■ Texte ■
+===+
D’une passionnante conférence, réunissant, sans autre but que d’échanger des idées, quelque-part aux Etats-Unis cette semaine, une trentaine de personnes d’une quinzaine de nationalités, je retiens quelques conclusions peut-être utiles à nos débats.

1. Il y a peu d’endroits au monde où l’on puisse ainsi faire venir pour deux jours, sans autre agenda que de réfléchir ensemble, les plus grands patrons et innovateurs de la Silicon Valley, les plus hauts responsables de quelques-uns des plus grands fonds d’investissement mondiaux, quelques-uns des meilleurs économistes du monde anglo-saxon, des chinois professeurs de philosophie et d’économie, des scientifiques du monde entier en neuroscience, genomique, énergie, des medecins, des diplomates d’Afrique et d’Inde, et seulement deux européens, dont une personnalité essentielle de la vie publique allemande. Sans communiqué. sans note, ni document préparatoire.

Et ce qui suit ne sont que quelques unes de mes conclusions personnelles.

2. L’Amérique doute d’elle-même, en ce que ses élites commencent à comprendre que son système politique est aujourd’hui totalement paralysé par l’importance des dépenses électorales, qui mettent l’exécutif et le législatif entièrement entre les mains d’intérêts particuliers et empêchent de prendre toute décision impopulaire, en particulier pour réduire les inégalités, qui vont encore croire.
+===+
■ Données fournies ■
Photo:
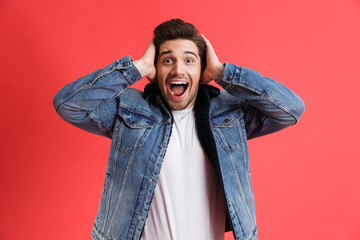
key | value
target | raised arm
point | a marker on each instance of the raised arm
(90, 102)
(268, 105)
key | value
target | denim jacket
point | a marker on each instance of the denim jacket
(139, 124)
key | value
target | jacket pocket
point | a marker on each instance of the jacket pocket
(133, 130)
(228, 129)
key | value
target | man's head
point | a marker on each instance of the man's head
(180, 59)
(178, 29)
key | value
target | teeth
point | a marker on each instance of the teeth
(178, 83)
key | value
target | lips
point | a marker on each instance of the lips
(177, 88)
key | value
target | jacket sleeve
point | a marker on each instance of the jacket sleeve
(268, 105)
(90, 102)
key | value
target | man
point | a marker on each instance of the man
(178, 165)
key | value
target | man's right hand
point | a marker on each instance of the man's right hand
(145, 64)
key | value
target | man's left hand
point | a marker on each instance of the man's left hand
(214, 68)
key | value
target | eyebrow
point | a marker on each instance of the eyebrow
(170, 51)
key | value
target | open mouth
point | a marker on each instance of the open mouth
(178, 88)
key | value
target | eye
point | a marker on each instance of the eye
(167, 61)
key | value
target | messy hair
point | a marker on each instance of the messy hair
(178, 29)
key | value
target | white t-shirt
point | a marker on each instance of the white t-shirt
(188, 202)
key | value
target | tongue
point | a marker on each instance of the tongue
(178, 90)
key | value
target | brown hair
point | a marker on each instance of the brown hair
(178, 29)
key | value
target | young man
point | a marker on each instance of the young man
(178, 166)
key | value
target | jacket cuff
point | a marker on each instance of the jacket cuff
(127, 69)
(231, 72)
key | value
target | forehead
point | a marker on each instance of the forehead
(179, 46)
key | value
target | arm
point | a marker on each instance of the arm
(90, 102)
(269, 106)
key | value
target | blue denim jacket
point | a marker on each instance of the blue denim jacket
(139, 125)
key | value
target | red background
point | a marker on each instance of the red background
(306, 178)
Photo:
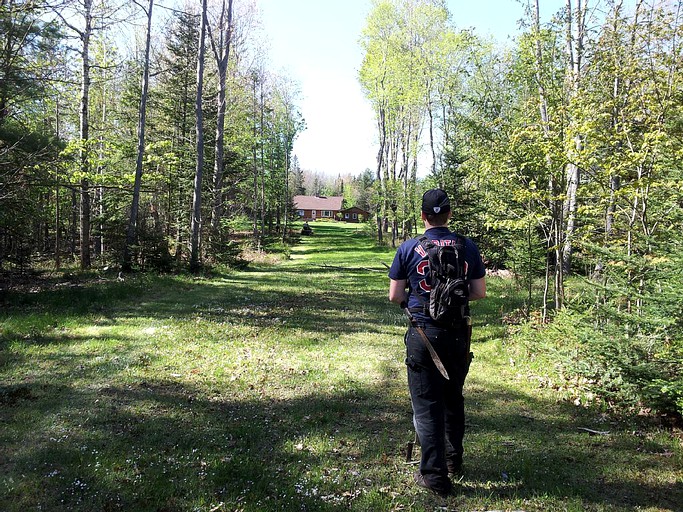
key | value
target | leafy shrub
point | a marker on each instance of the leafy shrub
(603, 362)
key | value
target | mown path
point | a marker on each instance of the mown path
(283, 388)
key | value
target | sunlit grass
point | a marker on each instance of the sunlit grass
(282, 387)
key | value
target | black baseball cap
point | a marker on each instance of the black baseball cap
(435, 201)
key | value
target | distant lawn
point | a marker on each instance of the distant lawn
(282, 387)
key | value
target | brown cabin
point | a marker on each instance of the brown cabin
(313, 207)
(354, 214)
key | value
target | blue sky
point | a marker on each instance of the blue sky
(316, 43)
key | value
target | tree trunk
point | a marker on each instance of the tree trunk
(132, 222)
(575, 45)
(221, 51)
(196, 224)
(84, 137)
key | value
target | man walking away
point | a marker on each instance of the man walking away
(437, 341)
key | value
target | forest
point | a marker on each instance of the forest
(562, 151)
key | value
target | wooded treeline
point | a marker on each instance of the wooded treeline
(146, 156)
(563, 152)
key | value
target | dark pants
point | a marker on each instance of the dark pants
(438, 404)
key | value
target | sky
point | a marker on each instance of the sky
(315, 42)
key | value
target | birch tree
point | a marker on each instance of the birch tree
(132, 223)
(196, 224)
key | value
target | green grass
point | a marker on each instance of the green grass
(283, 388)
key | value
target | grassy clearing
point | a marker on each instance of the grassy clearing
(283, 388)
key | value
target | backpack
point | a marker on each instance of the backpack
(449, 295)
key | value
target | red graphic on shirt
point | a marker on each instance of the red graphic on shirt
(423, 266)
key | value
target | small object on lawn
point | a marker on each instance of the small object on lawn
(409, 451)
(592, 432)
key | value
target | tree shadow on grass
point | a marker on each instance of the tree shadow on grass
(167, 446)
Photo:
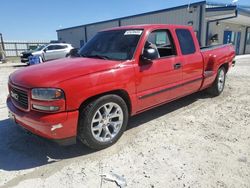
+===+
■ Consigne ■
Répondez, s'il vous plaît, aux questions suivantes à partir du texte sur la conférence :
(a) Combien de personnes la conférence réunissait-elle, et de combien de nationalités ?
(b) Combien d'Européens figuraient parmi les participants ?
(c) Qu'est-ce qui paralyse aujourd'hui le système politique américain ?

■ Réponse ■
(a) Une trentaine de personnes d'une quinzaine de nationalités.
(b) Deux.
(c) L'importance des dépenses électorales.